TAMU Operating System 3 Concurrency and Threading

User level view

Why concurrency

Latency reduction
- Apply parallel algorithm
Latency hiding
- Perform useful work while another operation is pending (multiprogramming)
Throughput increase
- Multiple concurrent executions to allow more simultaneous work

How

Serial
- Complete one task then start new
- Pros:
  - No potential for conflict
  - Inter-task invariants cannot be violated
- Cons:
  - No multiprogramming
  - No multiprocessor parallelism
Cooperative
- Voluntarily yield CPU at well-defined points in execution
- Pros:
  - Allows for some controlled multiprogramming
  - Invariant only needs to be ensured at yielding points
- Cons:
  - Invariants are not automatically enforced
Preemptive
- Execution of tasks can interleave
- A scheduler is needed
- Pros:
  - Allows for high-level of multiprogramming
  - Parallelism
- Cons:
  - Invariants must be hold at all times
  - Mechanism: synchronization

Invariant: predicate that has to be true at all times

Threads

Scheduler manages threads
Threads has its own registers and stack
POSIX thread model is widely used
- Thread attributes controls the behavior of threads
- Functions:
  - pthread_create()

▸ SUPPLIED DATA
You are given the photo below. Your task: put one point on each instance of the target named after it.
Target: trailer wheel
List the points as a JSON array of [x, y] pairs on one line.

==

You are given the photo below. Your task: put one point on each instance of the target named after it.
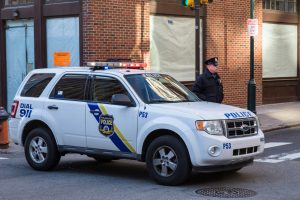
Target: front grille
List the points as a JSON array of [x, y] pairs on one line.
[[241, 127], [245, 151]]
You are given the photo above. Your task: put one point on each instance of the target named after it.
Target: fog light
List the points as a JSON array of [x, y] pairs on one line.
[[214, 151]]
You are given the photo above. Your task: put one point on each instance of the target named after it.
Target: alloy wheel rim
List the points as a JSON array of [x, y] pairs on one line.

▸ COMPLETE THE FOLLOWING
**a.** Answer these questions from the concurrency and threading notes:
(i) What two cons are listed for the serial approach?
(ii) What is needed for preemptive execution?
(iii) What does each thread have of its own?
**b.** Quote the concurrency and threading notes starting with "Invariant: predicate that" and going on through "- pthread_create()".
Rely solely on the concurrency and threading notes.

▸ FINAL RESULTS
**a.**
(i) No multiprogramming and no multiprocessor parallelism.
(ii) A scheduler.
(iii) Its own registers and stack.

**b.**
Invariant: predicate that has to be true at all times

Threads

Scheduler manages threads
Threads has its own registers and stack
POSIX thread model is widely used
- Thread attributes controls the behavior of threads
- Functions:
  - pthread_create()